Reparemos de nuevo en la circunstancia de que en este modelo la experiencia moderna que late en el fondo es primordialmente la cartesiana: esta articulación dialogante de la diversidad viviva se concibe como orientada a una meta final de autoclarificación del hombre, de una autocomprensión cabal y diáfana, meta final a la que cabe aproximarse asintóticamente. Precisamente porque esa vocación, la de alcanzar un ámbito de validez universal y definitivo, está implícita en todo acto de razón, según el reilustrado, la modernidad, entendida cartesianamente, es para éste, un proyecto, si bien siempre corregible, irrenunciable.

El reilustrado protestaría ante esta descripción de su programa; diría que es incompleta, porque su propuesta incluye también la experiencia que hemos llamado faústica: ese proyecto de clarificación final se realiza sólo a través del diálogo real y, por tanto, mediante la colaboración de todos los mundos de la vida concretos. Cierto. Pero he aquí la primera crítica del posmoderno, que se puede extraer de la parte de su acervo filosófico que es hereditaria de la hermenéutica: el profundo sentido de la experiencia faústica es realmente escamoteado poniéndolo en relación con la meta final del logro común de un acuerdo diáfano. Pues la existencia de diversidad en la comprensión del sentido de lo real implica radicalmente la imposibilidad de unificación. Y esto es así, fundamentalmente, porque la facticidad, la finitud de las condiciones de la existencia histórica y cultural, es siempre condición de posibilidad positiva de la existencia de un punto de vista. No hay comprensión sin precomprensión, no hay interpretación sin presupuestos, y la precomprensión o los presupuestos permanecen siempre en la sombra; cabalmente: las comprensiones diversas del sentido del mundo portan siempre opacidad. Por eso, el ideal reilustrado de transparencia constituye un ideal coercitivo de superación de la facticidad, de eliminación de lo diverso. Esta objeción ha sido planteada de forma distinta desde el «pensamiento débil» italiano (Vattimo 1990: 73-110), el «posestructuralismo» francés (Lyotard 1989: § 14), el «neopragmatismo» norteamericano (Rorty) y la hermenéutica radical alemana (Wellmer 1986: 97-102; Schnädelbach y Waldenfels, entre otros).
************
- Problema planteado:
Según el fragmento sobre el reilustrado y el posmoderno, ¿qué es siempre condición de posibilidad positiva de la existencia de un punto de vista?

- Datos aportados:
************
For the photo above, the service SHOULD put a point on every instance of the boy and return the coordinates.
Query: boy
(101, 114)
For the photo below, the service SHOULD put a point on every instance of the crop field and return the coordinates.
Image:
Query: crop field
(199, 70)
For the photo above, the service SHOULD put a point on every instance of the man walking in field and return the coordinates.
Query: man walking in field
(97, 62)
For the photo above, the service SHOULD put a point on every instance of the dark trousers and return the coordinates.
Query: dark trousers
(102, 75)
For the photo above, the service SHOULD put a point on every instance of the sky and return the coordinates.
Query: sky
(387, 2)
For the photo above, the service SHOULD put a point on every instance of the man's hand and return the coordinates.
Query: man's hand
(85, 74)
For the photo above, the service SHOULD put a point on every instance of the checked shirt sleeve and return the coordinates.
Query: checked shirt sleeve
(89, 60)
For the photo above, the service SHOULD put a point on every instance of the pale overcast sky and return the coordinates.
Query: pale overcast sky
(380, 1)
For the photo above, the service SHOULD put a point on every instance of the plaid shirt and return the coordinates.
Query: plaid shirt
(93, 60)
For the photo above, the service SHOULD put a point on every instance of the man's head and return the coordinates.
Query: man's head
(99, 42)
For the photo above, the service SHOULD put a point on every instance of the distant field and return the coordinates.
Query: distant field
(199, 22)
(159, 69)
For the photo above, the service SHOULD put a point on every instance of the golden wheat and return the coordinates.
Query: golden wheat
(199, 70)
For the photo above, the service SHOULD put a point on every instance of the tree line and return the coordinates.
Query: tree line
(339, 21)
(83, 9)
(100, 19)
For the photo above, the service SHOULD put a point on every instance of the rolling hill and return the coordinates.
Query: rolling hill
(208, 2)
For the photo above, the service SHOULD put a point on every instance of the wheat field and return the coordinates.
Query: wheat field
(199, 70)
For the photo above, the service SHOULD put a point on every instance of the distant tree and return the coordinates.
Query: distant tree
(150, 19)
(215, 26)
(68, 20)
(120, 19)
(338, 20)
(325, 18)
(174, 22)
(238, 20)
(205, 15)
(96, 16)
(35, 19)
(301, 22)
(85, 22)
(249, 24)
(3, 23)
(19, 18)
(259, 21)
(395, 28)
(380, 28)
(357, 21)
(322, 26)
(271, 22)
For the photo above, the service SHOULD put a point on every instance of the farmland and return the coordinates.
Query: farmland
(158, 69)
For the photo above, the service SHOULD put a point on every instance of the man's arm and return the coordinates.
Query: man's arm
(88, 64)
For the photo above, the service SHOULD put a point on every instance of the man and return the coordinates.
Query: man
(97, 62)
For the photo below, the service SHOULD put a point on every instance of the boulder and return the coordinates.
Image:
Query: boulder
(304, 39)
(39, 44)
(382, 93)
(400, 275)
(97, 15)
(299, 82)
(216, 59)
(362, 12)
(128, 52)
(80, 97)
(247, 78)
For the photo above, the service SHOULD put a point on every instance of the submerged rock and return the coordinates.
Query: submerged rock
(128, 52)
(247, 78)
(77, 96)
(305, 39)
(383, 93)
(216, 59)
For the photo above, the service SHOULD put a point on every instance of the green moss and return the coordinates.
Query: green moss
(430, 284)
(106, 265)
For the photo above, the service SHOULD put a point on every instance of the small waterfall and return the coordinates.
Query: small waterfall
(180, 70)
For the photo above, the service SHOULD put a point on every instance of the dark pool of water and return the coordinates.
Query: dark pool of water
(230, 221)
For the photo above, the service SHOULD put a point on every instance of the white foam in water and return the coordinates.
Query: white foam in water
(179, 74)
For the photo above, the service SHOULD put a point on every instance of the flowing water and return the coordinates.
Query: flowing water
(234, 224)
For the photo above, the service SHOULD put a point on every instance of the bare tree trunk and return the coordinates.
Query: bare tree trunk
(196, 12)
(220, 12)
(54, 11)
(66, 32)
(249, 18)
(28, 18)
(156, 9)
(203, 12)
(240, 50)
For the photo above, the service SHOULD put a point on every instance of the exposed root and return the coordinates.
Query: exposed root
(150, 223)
************
- Solución propuesta:
La facticidad, es decir, la finitud de las condiciones de la existencia histórica y cultural.